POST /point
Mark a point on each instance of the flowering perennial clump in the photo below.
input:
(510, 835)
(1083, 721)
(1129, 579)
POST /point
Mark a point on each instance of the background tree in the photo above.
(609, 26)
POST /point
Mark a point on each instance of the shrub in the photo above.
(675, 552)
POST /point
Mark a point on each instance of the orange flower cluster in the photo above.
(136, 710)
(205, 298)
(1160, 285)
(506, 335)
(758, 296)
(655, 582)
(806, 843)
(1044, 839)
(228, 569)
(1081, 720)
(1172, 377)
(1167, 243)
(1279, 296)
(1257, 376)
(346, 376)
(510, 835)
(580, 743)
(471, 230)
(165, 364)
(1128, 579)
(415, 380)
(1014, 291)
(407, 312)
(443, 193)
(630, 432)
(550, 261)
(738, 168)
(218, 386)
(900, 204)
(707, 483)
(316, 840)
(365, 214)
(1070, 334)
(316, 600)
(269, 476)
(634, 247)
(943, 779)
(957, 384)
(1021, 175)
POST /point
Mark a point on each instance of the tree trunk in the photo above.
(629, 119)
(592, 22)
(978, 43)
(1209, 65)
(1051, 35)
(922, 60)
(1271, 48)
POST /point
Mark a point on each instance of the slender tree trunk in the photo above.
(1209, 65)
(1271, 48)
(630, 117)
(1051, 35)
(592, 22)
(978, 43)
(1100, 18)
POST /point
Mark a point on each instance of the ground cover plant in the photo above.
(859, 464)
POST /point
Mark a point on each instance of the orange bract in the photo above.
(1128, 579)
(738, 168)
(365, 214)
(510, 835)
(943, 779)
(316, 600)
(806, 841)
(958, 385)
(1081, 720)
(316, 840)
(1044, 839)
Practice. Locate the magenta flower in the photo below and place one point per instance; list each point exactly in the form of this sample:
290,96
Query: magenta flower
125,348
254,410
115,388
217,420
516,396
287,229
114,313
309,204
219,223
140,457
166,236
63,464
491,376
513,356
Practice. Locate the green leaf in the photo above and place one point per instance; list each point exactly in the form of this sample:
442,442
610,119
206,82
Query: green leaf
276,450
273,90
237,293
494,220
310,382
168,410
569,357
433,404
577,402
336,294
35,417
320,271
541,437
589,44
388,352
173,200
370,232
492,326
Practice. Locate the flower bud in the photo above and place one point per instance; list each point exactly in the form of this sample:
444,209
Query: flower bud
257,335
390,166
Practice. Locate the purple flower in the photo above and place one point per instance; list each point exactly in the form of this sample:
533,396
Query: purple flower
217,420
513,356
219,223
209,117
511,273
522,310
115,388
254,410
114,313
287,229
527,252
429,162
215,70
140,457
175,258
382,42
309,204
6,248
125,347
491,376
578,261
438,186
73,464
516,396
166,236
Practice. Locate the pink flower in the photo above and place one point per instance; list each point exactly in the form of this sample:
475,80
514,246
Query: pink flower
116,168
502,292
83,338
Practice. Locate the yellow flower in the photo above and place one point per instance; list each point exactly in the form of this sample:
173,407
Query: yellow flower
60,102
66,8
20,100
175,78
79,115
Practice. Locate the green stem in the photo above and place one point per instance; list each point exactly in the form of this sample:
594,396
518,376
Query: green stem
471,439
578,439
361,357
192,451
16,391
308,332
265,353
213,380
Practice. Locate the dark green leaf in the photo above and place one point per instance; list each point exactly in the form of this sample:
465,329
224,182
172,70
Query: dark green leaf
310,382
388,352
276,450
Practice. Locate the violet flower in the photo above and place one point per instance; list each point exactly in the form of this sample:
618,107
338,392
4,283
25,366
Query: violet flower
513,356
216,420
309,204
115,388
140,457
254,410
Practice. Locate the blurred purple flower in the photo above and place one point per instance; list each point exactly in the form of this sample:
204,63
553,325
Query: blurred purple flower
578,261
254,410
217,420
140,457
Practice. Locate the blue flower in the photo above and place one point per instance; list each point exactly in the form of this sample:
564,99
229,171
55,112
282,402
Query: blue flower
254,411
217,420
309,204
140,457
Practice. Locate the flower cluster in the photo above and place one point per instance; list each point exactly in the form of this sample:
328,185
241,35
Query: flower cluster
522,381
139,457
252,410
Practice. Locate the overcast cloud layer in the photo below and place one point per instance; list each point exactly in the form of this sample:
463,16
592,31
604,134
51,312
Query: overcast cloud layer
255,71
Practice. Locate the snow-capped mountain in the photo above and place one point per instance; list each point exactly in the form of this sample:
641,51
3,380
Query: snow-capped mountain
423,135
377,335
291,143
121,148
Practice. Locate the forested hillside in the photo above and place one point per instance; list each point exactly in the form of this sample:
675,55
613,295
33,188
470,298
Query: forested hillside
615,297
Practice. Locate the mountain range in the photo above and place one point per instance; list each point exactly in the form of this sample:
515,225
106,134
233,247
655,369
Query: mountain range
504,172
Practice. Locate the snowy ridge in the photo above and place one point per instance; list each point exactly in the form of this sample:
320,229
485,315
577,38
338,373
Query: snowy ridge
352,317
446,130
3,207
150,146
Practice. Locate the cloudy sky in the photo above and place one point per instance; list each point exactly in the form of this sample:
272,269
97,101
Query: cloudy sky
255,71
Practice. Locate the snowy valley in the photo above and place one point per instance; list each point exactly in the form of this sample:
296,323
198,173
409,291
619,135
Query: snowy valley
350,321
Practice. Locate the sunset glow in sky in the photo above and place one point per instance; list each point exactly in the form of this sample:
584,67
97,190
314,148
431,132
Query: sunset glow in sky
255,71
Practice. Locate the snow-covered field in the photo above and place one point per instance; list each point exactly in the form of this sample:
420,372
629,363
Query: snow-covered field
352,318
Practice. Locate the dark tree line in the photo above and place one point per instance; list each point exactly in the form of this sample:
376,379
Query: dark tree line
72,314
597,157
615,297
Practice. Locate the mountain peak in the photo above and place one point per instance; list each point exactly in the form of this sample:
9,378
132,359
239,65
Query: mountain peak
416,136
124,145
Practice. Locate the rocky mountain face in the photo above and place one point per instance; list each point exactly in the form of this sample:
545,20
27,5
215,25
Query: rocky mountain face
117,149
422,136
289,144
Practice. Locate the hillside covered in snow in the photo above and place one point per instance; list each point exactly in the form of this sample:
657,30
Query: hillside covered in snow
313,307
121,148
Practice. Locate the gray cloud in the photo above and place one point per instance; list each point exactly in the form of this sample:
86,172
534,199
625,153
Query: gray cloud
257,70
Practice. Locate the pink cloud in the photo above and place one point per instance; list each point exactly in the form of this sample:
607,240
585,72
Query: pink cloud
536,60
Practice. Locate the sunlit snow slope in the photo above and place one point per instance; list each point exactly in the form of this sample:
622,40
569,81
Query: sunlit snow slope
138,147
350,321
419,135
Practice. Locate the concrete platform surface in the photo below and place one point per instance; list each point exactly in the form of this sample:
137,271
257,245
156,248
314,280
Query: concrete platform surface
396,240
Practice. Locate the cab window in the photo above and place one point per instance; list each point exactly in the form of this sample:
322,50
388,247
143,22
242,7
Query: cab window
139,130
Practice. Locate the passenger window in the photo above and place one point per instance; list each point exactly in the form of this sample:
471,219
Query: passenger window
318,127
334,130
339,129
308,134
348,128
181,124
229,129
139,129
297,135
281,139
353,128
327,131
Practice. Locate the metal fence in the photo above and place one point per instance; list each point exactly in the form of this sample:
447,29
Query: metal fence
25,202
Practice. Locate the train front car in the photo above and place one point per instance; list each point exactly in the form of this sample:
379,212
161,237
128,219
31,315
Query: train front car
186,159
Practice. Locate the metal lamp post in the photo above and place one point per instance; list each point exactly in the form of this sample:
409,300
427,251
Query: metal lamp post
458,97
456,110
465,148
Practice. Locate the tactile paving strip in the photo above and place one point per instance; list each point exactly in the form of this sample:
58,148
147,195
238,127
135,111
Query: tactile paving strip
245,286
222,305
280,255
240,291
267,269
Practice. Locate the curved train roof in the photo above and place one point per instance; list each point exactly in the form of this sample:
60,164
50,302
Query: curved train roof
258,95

========================================================================

▶ _ACTIVITY_: Copy each line of the data that contains the word "below", leaving the other lines out.

▶ _ANSWER AREA_:
Mark a point on each instance of the flowering perennial clump in the photo below.
Practice. Locate the magenta flower in the photo below and place one point per instance; list each point exactly in the form of this sample:
Practice. Locate the overcast cloud layer in the photo below and place one point per instance; list each point exactly in the form of this sample:
Practice. Locate the concrete platform surface in the photo below and place one point per instance; list each point exactly in the form of this sample:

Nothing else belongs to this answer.